- **EXERCISE DESCRIPTION**
Return every one of the records below word for word, and leave the pictures out of your answer.
-*-*-
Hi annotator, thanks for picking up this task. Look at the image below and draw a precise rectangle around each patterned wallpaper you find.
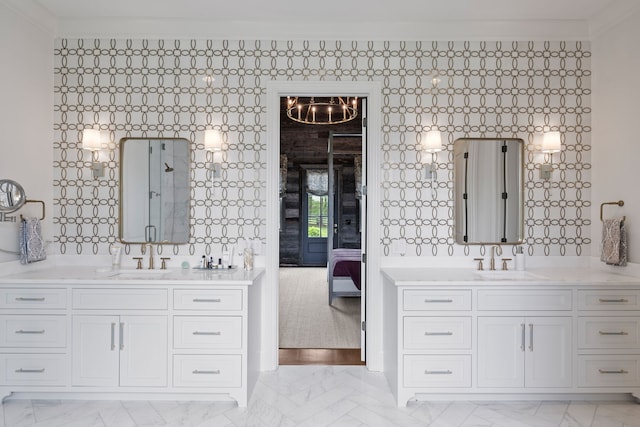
[54,39,591,256]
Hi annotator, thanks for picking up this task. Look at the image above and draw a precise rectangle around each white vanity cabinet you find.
[0,269,263,406]
[477,316,573,388]
[71,315,167,387]
[0,284,68,390]
[383,268,640,406]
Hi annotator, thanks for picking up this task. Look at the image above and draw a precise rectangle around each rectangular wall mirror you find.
[453,138,524,244]
[120,138,190,244]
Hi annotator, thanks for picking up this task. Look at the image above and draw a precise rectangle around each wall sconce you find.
[421,130,442,180]
[82,129,105,179]
[204,129,222,179]
[540,131,562,181]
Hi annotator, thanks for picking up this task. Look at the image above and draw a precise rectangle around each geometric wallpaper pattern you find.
[54,39,591,256]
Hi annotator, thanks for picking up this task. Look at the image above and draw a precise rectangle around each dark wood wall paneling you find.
[280,98,362,266]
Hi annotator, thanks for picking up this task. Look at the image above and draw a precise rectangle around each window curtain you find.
[307,169,329,196]
[280,154,287,197]
[353,156,362,199]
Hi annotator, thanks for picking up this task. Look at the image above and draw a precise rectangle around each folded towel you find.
[20,218,47,264]
[600,218,627,266]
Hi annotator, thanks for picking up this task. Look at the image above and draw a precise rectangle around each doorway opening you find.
[278,97,366,365]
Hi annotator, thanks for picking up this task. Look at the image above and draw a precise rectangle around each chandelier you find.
[287,96,358,125]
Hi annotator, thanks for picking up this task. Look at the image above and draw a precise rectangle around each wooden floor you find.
[278,348,365,365]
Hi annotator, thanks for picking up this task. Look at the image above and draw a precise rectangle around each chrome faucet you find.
[489,245,502,271]
[142,243,153,270]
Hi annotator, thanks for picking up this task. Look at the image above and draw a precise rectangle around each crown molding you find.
[589,0,640,40]
[50,18,589,41]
-*-*-
- **SOLUTION FOR THIS TASK**
Hi annotator, thanks for picking up this task. Look at the image below and draw a precise rectangle around each patterned wallpaper you find.
[54,39,591,256]
Hi annotator, thanks for picking up this task. Look at the image above and draw a precise rectangle around each white vanity cabinet you find.
[0,269,263,406]
[477,316,573,388]
[71,315,167,387]
[0,284,68,390]
[383,268,640,406]
Hi annotator, thanks for picking up this task. Look at the image above and draw a precise rectangle around each rectangular wall mirror you find.
[453,138,524,244]
[120,138,190,244]
Hi annotator, thanks for picking up this task. Look at the image above and draw a precise rectangle around each wall sconce you find.
[421,130,442,180]
[82,129,105,179]
[204,129,222,179]
[540,131,562,181]
Hi annotator, thanks for picking up this task. Look at the image above and draw a precise rectangle around each geometric wallpaper pattern you find.
[54,39,591,256]
Hi annotator, thanks for picking up this task. Look at the image above and draw a precise rectangle around each dark wood wall paneling you find.
[280,98,362,266]
Hi annotator, thanks for picking up this task. Look at the image above and draw a precise rectangle around each window curtain you find.
[307,169,329,196]
[280,154,287,197]
[353,156,362,199]
Hi annotator, thanks for picking up this task. Look at the image above and draw a precise rectangle around each folded towel you find.
[20,218,47,264]
[600,218,627,266]
Hi annotator, thanks for picking up this task. Look at the image above and draw a precise rectangle around each doorway opening you find.
[278,97,366,365]
Hi annotator, thanks for picking up this task. Look at the image above and draw a precise rectangle around each chandelier you find.
[287,96,358,125]
Hi annotator, thanks for picking up this task. Look at the image above and draw a precise rectangle around each wooden floor you find.
[278,348,365,365]
Hi annotator, thanks for picking up this task. Look at the image above and draw a precise rectangle around each chrome faucet you find.
[489,245,502,271]
[142,243,153,270]
Hi annotator, thanks for picking up this task. Look at the image above and draw a precise rectangle around each crown molding you find.
[589,0,640,40]
[50,18,589,41]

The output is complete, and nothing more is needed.